WHAT IS EXPECTED
Please make an exact transcription of all the data that follows.

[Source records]
# # #

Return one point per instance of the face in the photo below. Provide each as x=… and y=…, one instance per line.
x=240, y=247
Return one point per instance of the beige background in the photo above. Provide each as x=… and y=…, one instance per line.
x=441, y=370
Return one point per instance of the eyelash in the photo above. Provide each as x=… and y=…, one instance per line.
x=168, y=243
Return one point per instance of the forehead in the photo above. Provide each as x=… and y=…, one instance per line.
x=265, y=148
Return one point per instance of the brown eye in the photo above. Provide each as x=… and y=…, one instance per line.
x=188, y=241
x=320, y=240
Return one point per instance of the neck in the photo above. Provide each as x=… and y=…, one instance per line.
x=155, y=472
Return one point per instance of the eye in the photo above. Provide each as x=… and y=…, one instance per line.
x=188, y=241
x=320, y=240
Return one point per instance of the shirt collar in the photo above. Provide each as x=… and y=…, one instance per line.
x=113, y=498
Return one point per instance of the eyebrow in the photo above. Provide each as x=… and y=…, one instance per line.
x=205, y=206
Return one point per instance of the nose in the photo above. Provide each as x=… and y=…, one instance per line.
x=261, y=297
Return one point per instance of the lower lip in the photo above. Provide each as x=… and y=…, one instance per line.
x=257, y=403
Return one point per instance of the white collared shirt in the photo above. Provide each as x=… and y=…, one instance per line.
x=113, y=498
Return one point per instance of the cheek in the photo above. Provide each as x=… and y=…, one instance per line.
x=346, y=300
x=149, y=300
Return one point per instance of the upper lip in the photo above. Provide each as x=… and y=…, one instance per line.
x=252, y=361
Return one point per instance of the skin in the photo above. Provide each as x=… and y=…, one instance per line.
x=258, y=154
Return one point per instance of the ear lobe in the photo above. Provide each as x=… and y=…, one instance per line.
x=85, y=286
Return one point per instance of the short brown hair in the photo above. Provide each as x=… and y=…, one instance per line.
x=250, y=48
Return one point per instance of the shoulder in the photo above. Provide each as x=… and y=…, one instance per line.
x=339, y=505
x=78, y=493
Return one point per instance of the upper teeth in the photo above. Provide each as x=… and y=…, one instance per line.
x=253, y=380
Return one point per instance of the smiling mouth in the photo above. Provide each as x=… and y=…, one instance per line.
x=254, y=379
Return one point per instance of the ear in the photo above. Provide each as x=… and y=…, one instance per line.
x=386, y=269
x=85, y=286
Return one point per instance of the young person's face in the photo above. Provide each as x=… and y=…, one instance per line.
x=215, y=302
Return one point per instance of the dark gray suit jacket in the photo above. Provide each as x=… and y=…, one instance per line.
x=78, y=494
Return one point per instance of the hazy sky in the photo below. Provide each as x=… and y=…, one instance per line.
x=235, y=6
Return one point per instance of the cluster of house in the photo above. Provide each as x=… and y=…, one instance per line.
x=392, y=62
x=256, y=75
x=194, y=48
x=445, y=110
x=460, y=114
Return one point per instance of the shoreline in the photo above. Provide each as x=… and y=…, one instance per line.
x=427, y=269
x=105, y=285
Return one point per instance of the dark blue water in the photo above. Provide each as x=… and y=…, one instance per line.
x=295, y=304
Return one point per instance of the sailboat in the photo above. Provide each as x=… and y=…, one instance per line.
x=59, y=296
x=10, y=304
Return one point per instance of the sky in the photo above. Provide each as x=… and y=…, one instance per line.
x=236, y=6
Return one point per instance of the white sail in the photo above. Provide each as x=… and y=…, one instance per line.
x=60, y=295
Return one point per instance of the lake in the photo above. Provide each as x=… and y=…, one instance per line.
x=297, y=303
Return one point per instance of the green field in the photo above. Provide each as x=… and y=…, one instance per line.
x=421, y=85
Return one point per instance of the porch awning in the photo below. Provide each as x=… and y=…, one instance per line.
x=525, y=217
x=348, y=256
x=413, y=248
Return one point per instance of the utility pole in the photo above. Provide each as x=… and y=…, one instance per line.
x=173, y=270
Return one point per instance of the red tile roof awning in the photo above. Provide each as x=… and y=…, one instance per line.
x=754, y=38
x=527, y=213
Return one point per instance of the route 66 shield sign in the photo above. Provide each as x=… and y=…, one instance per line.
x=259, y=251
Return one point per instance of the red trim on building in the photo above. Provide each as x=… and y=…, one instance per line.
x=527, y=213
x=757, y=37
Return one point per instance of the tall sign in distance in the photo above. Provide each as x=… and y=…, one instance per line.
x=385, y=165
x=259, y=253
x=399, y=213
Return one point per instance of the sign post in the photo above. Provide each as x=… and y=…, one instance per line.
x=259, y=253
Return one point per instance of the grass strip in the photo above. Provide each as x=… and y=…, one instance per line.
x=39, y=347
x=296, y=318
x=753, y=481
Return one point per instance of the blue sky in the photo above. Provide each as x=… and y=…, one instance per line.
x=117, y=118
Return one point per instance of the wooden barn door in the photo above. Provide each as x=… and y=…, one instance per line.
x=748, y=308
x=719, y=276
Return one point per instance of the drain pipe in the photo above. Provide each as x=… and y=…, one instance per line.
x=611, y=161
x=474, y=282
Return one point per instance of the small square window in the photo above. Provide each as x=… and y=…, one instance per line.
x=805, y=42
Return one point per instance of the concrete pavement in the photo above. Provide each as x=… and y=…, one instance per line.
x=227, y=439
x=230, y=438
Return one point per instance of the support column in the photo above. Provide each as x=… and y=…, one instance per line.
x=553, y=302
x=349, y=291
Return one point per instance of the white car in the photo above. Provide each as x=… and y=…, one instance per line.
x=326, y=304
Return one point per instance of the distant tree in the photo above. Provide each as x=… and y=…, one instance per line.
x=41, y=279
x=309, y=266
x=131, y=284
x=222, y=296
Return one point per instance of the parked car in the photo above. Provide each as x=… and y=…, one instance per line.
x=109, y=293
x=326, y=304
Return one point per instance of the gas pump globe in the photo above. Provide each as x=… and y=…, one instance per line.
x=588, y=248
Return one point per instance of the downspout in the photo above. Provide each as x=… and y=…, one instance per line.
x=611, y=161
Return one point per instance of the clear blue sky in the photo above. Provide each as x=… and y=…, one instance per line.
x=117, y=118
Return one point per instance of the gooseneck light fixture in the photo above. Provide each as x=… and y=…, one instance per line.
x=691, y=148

# # #

TASK ANSWER
Return one point per instance of the face in the photo below. Provide each as x=… and y=…, one instance per line.
x=240, y=247
Return one point per instance of the beige background in the photo above. Provide each as x=… and y=…, one instance per line.
x=441, y=370
Return one point per instance of the eyelash in the photo above. Provide each as x=… and y=…, one instance per line.
x=168, y=243
Return one point per instance of the forehead in the photo above. Provide each as x=… and y=…, one instance per line.
x=265, y=148
Return one point per instance of the brown eye in the photo above. Provide each as x=… and y=…, one instance per line.
x=188, y=241
x=320, y=240
Return one point per instance of the neck in the photo above. Provide each as x=… and y=…, one instance per line.
x=155, y=472
Return one point per instance of the eye in the photo above. Provide each as x=… and y=…, one instance per line.
x=188, y=241
x=320, y=240
Return one point per instance of the shirt collar in the photo above. Provide each as x=… and y=…, one instance per line.
x=113, y=498
Return one point per instance of the eyebrow in the photo above. Provide each as x=… and y=…, one instance per line.
x=205, y=206
Return one point per instance of the nose in the photo above. Provide each as x=… and y=…, one instance per line.
x=261, y=297
Return one point per instance of the lower lip in the photo above. Provide each as x=… and y=…, one instance per line.
x=257, y=403
Return one point per instance of the white collared shirt in the photo above. Provide each as x=… and y=…, one instance per line.
x=113, y=498
Return one point per instance of the cheek in the photo above. Provide each as x=… and y=…, one instance per line.
x=346, y=300
x=149, y=300
Return one point per instance of the upper lip in the photo above. Provide each as x=… and y=…, one instance per line.
x=252, y=361
Return one point per instance of the skin in the photo above. Provide each as x=… and y=…, one instance per line.
x=258, y=154
Return one point per instance of the ear lobe in the photo above. Provide each as x=… and y=…, one instance per line.
x=85, y=286
Return one point per instance of the short brown hair in the photo above. Provide each as x=… and y=…, one instance per line.
x=250, y=48
Return one point per instance of the shoulder in the photo above. Provide each as x=… and y=…, one instance per line.
x=339, y=505
x=78, y=493
Return one point per instance of the upper teeth in the photo above. Provide each as x=… and y=…, one instance per line.
x=253, y=380
Return one point per instance of the smiling mouth in the photo above. Provide each as x=… and y=…, one instance per line.
x=254, y=379
Return one point per instance of the ear in the photo above. Provide each as x=… and y=…, one instance per line.
x=386, y=269
x=85, y=286
Return one point per instance of the young person's face in the photo above. Provide each as x=… and y=…, one instance per line.
x=215, y=302
Return one point per instance of the dark gray suit jacket in the photo above. Provide each as x=… and y=…, one instance per line.
x=78, y=494
Return one point per instance of the hazy sky in the photo below. Provide each as x=… and y=…, one instance per line.
x=235, y=6
Return one point per instance of the cluster of house in the photo above. Provide each as x=… and y=…, one instance per line.
x=392, y=62
x=256, y=75
x=194, y=48
x=445, y=110
x=460, y=114
Return one point per instance of the shoreline in the photo above. Provide each as x=… and y=…, one instance per line.
x=427, y=269
x=105, y=285
Return one point per instance of the dark blue water in the photo above. Provide each as x=… and y=…, one instance per line.
x=295, y=304
Return one point per instance of the sailboat in the photo above. Provide each as x=… and y=…, one instance per line.
x=59, y=296
x=10, y=304
Return one point per instance of the sky in the photo above. Provide each as x=… and y=…, one instance per line.
x=236, y=6
Return one point per instance of the white sail in the photo above. Provide each as x=… and y=…, one instance per line.
x=60, y=295
Return one point per instance of the lake in the photo above. Provide each as x=… and y=…, one instance per line.
x=297, y=303
Return one point per instance of the green field in the photo above. Provide each as x=… and y=…, one instance per line.
x=421, y=85
Return one point per instance of the porch awning in the photo below. Provide each as x=… and y=…, one instance per line.
x=525, y=217
x=348, y=256
x=413, y=248
Return one point per instance of the utility pole in the photo above. Provide each as x=… and y=…, one instance per line.
x=173, y=270
Return one point per instance of the red tile roof awning in the photo above. Provide each as x=… and y=…, one instance per line.
x=754, y=38
x=527, y=213
Return one point per instance of the route 66 shield sign in the photo above. Provide each as x=… and y=…, one instance per line.
x=259, y=251
Return one point per instance of the red trim on building in the photo above. Provide each as x=… and y=…, one instance per line.
x=527, y=213
x=757, y=37
Return one point per instance of the tall sign in distance in the photo above. Provide each as x=… and y=…, one instance per line.
x=385, y=165
x=259, y=253
x=399, y=213
Return one point per instance of the sign post in the photo above. Provide each as x=… and y=…, one instance per line.
x=259, y=253
Return one point per instance of the grass strip in the photo above. Provide each as x=… and y=…, one instance per line.
x=39, y=347
x=296, y=318
x=753, y=481
Return one point per instance of the blue sky in the photo above. Provide each as x=… and y=…, one instance per line.
x=117, y=118
Return one point per instance of the wooden barn door in the photo above. Provide each as x=… and y=…, one instance per line.
x=748, y=308
x=719, y=276
Return one point per instance of the drain pipe in the photo above. Provide each as x=… and y=…, one instance per line.
x=611, y=161
x=474, y=282
Return one point per instance of the small square window in the photo above. Provide each as x=… and y=…, one instance per line.
x=805, y=42
Return one point per instance of the concrete pavement in the photo above. Provide each as x=… and y=…, one instance per line.
x=227, y=439
x=230, y=438
Return one point per instance of the support column in the photo above. Provide each as x=… and y=…, one instance per line.
x=553, y=302
x=349, y=291
Return one point per instance of the white car in the photo above. Provide each as x=… and y=…, one instance per line.
x=326, y=304
Return one point per instance of the distant tree in the photo above. Provide each as x=… and y=…, one instance per line.
x=41, y=279
x=309, y=266
x=131, y=284
x=222, y=296
Return one point per instance of the parked car in the photo above. Provide each as x=… and y=…, one instance per line.
x=109, y=293
x=326, y=304
Return one point per instance of the gas pump globe in the photo above. Provide each as x=… and y=…, one instance per line.
x=588, y=248
Return one point per instance of the downspout in the photo above. Provide each as x=… and y=…, one instance per line.
x=611, y=161
Return one point per instance of the clear blue sky in the photo above. Provide each as x=… and y=…, one instance per line.
x=117, y=118
Return one point per instance of the gooseneck light fixture in the photo above. Provide each as x=… and y=…, one instance per line.
x=691, y=148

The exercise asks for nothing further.